◆ Problem 1
List every performer in the festival review below whose home city or nationality the review states, along with that city or nationality.
◆ Problem 2
According to the festival review below, why did the atmosphere break briefly during the Son Lux set while the band conferred? Answer in one to three sentences.

◆ Excerpt provided
+++++

The concept of Artist Rooms now coloured, Brooklyn-based vocalist, composer and performance artist Holland Andrews delivered a dizzying set to open night three: helicopter synths interrupted by self-sung bird call, self-conducted operatics both beating and lush, droning and cinema noire. Cloaked in teal, their looped clarinet excursions linger long into the set, wandering deep into the dark before treading back and summoning the operatic drones, experimenting earnestly within the pockets of space afforded.

Son Lux, photographed by Noah Chielen

“I’m not crazy, I just hear voices,” they croon like a Keeley Forsyth b-side. Their’s is the kind of voice that bleeds out and folds into itself. An hour later, they rejoin the stage with Son Lux for ‘Sever’, as beams of blue light search the room. Ian Chang’s drumming at times would rival prime Rashied Ali. After ‘Last Light’, a complimentary, roaring heckle from a member of the crowd – “Ian Fucking Chang” – gets misheard on stage – somehow – as “you fucking jerk”, breaking the atmosphere for all of a second as the band confers. “We build a forcefield around insults,” sniffs back their confused frontman. Bigger things happen in Hollywood; six days prior to this performance, Son Lux were at the Oscar’s – the first band since The Beatles to pick up a nomination for Best Score – for their work on Everything Everywhere All At Once, a theme from which they encore ecstatically.

The penultimate set sees a collaboration between Belgian theatre director Benjamin Abel Meirhaeghe, Icelandic producer/composer Valgeir Sigurdsson and Belgian violinist Elisabeth Klinck, titled The Art of Listening. Sigurdsson’s electronic jabs punctuate ambling tales of fishermen and sonic reconstructions of Sheila Chandra’s voiced tabla composition, ‘Speaking in Tongues’. It’s the exact opposite to fellow Bedroom Community alumni, Nairobi’s KMRU, whose brilliantly transportive opening set revels in understated rituals of hazy noise: a midday journey to stillness, light fleecing in from the Connect Four windows.

+++++

◆ Information shown
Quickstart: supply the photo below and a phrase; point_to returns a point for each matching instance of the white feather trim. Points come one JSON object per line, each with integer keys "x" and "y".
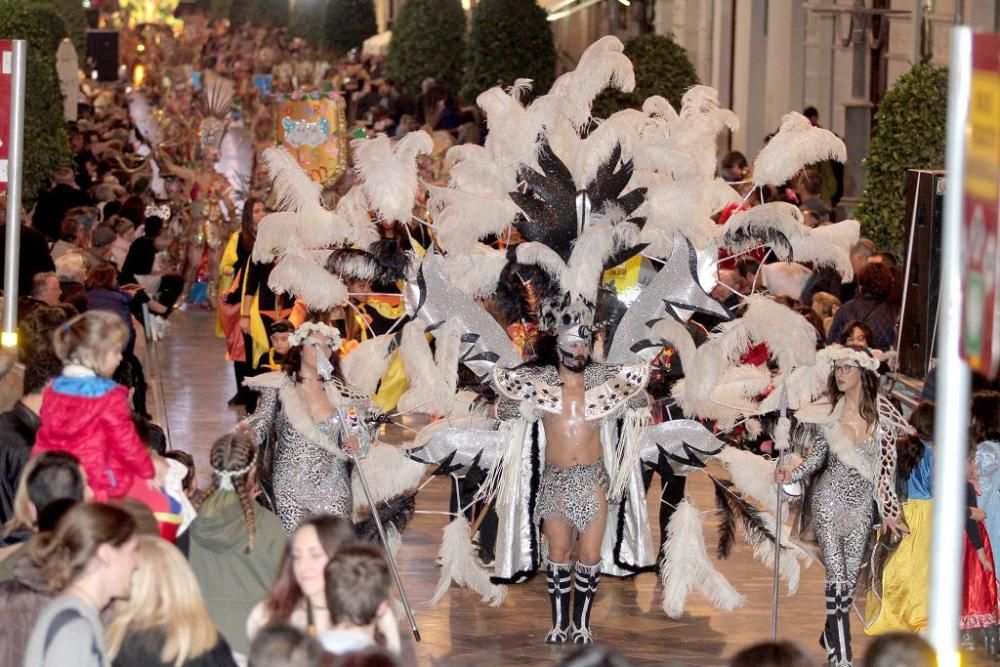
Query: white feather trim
{"x": 389, "y": 174}
{"x": 796, "y": 145}
{"x": 300, "y": 275}
{"x": 476, "y": 272}
{"x": 658, "y": 106}
{"x": 752, "y": 475}
{"x": 789, "y": 337}
{"x": 367, "y": 363}
{"x": 685, "y": 565}
{"x": 294, "y": 190}
{"x": 388, "y": 472}
{"x": 428, "y": 393}
{"x": 458, "y": 564}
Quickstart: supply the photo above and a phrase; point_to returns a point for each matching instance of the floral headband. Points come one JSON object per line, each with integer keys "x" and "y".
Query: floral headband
{"x": 837, "y": 353}
{"x": 321, "y": 328}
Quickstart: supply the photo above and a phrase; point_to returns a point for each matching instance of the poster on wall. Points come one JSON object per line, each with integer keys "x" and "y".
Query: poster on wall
{"x": 980, "y": 329}
{"x": 313, "y": 128}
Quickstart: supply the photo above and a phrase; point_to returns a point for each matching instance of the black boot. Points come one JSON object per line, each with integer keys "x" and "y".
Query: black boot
{"x": 557, "y": 576}
{"x": 993, "y": 641}
{"x": 836, "y": 638}
{"x": 586, "y": 579}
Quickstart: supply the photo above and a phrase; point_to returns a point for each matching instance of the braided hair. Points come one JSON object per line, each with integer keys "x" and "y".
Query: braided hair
{"x": 232, "y": 460}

+++++

◆ Final answer 1
- Holland Andrews: Brooklyn-based
- Benjamin Abel Meirhaeghe: Belgian
- Valgeir Sigurdsson: Icelandic
- Elisabeth Klinck: Belgian
- KMRU: Nairobi

◆ Final answer 2
After 'Last Light', a crowd member shouted the complimentary heckle "Ian Fucking Chang." The band misheard it as "you fucking jerk," and that interrupted the atmosphere for a second while they conferred.